● Short task
Return every line of the records below unchanged and in their original order.

● Input material
+===+

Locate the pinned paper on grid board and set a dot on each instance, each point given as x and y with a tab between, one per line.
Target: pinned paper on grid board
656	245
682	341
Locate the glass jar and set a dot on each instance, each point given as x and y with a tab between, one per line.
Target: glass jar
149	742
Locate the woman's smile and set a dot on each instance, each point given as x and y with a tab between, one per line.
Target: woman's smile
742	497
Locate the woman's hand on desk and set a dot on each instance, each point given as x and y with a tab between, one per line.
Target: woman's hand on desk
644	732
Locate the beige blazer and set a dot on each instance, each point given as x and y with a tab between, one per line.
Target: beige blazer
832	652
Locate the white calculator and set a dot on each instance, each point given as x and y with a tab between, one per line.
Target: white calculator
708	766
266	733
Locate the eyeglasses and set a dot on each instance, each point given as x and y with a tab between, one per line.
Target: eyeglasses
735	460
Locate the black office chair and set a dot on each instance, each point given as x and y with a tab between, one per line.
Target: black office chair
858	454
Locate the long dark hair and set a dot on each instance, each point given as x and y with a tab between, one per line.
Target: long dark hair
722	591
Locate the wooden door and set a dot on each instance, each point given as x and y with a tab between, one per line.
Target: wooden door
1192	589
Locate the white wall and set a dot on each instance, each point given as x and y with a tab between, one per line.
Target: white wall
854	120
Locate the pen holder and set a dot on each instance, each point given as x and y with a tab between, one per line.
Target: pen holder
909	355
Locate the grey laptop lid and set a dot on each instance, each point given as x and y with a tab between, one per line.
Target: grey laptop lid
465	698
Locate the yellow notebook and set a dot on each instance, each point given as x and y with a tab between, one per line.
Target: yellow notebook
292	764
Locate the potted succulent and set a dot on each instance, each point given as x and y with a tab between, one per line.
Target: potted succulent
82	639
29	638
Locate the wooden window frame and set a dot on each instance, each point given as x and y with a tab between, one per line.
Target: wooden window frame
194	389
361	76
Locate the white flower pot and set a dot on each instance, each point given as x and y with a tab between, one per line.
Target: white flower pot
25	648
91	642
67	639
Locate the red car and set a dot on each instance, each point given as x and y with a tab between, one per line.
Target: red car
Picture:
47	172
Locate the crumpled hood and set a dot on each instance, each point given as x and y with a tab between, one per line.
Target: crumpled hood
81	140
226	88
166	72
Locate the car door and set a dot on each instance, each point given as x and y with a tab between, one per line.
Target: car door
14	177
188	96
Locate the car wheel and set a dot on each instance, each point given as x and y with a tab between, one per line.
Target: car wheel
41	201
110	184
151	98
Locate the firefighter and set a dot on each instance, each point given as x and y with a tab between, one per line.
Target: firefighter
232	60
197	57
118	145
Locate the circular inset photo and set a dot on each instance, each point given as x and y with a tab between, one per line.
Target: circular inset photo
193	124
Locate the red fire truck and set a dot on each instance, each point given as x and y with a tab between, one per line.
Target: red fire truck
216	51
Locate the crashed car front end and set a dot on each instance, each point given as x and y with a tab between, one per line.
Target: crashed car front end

+===+

● Answer for this exercise
Locate the pinned paper on grid board and set a dot on each instance, each point given as x and y with a tab between, one per line.
Target: pinned paper on grid board
656	245
682	341
Locate the glass jar and set a dot on each instance, each point given as x and y with a tab between, one per line.
Target: glass jar
149	742
Locate the woman's smile and set a dot on each instance, each point given as x and y with a tab between, one per line.
Target: woman's smile
742	497
Locate the woman's hand on desk and set a dot on each instance, each point given as x and y with a tab between, one per line.
Target: woman's hand on desk
644	732
Locate the beige blazer and set a dot on each instance, each point given as x and y with a tab between, one per line.
Target: beige blazer
832	652
Locate the white calculator and set a dot on each instance, each point given as x and y with a tab between, one per line.
Target: white calculator
708	766
266	733
Locate the eyeglasses and set a dot on each instance, each point given as x and y with a tab between, one per line.
Target: eyeglasses
735	460
Locate the black office chair and set a dot on each instance, each point given as x and y with a tab between, one per line.
Target: black office chair
858	454
Locate the long dark hair and set a dot on each instance, each point given as x and y with a tab between, one per line.
Target: long dark hair
722	591
Locate the wooden door and set a dot on each instance, each point given as x and y with a tab between, one per line.
Target: wooden door
1192	589
Locate the white wall and set a dot on each instance, each point given as x and y with a tab between, one per line.
Target: white wall
854	120
Locate the pen holder and set a dot on each instance, each point given as x and y with a tab between, one per line.
Target: pen holder
909	355
Locate the grey laptop lid and set a dot on each instance, each point given as x and y with a tab between, one per line.
Target: grey laptop lid
465	698
Locate the yellow notebook and set a dot on each instance, each point given as x and y with a tab between, one per line.
Target: yellow notebook
292	764
Locate the potted succulent and set a dot on each instance, each point given as x and y with a tab between, one per line.
Target: potted succulent
82	639
29	638
Locate the wooden window frame and set a dot on each instance, each point given as x and y with a tab between, one per line.
Target: wooden window frame
194	389
361	76
Locate the white flower pot and set a dot on each instance, each point given as x and y with a tab between, one per line.
Target: white flower pot
25	648
91	642
67	639
Locate the red car and set a dot on each instance, each point given as x and y with a tab between, one per line.
Target: red car
Picture:
47	172
Locate the crumpled hood and set a dot on each instance, each point given as x and y with a tab between, one per line.
Target: crumpled hood
81	140
226	88
166	72
Locate the car door and set a dot on each instance, each point given as x and y with a tab between, one per line.
Target: car door
14	177
188	96
Locate the car wheel and set a dot on each instance, each point given as x and y with a tab between, one per line.
Target: car wheel
41	201
110	184
151	98
Locate the firefighter and set a dot on each instance, each point given as x and y with a tab between, one per line.
Target: firefighter
232	60
197	57
118	145
Locate the circular inset photo and set a dot on each instance, each point given as x and y with a tab between, one per line.
Target: circular inset photo
193	124
Locate the red fire truck and set a dot on each instance, each point given as x and y with a tab between, one per line.
Target: red fire truck
216	51
Locate the crashed car front end and set a dot on each instance, each point given as x and y with a tab between, one per line.
Target: crashed car front end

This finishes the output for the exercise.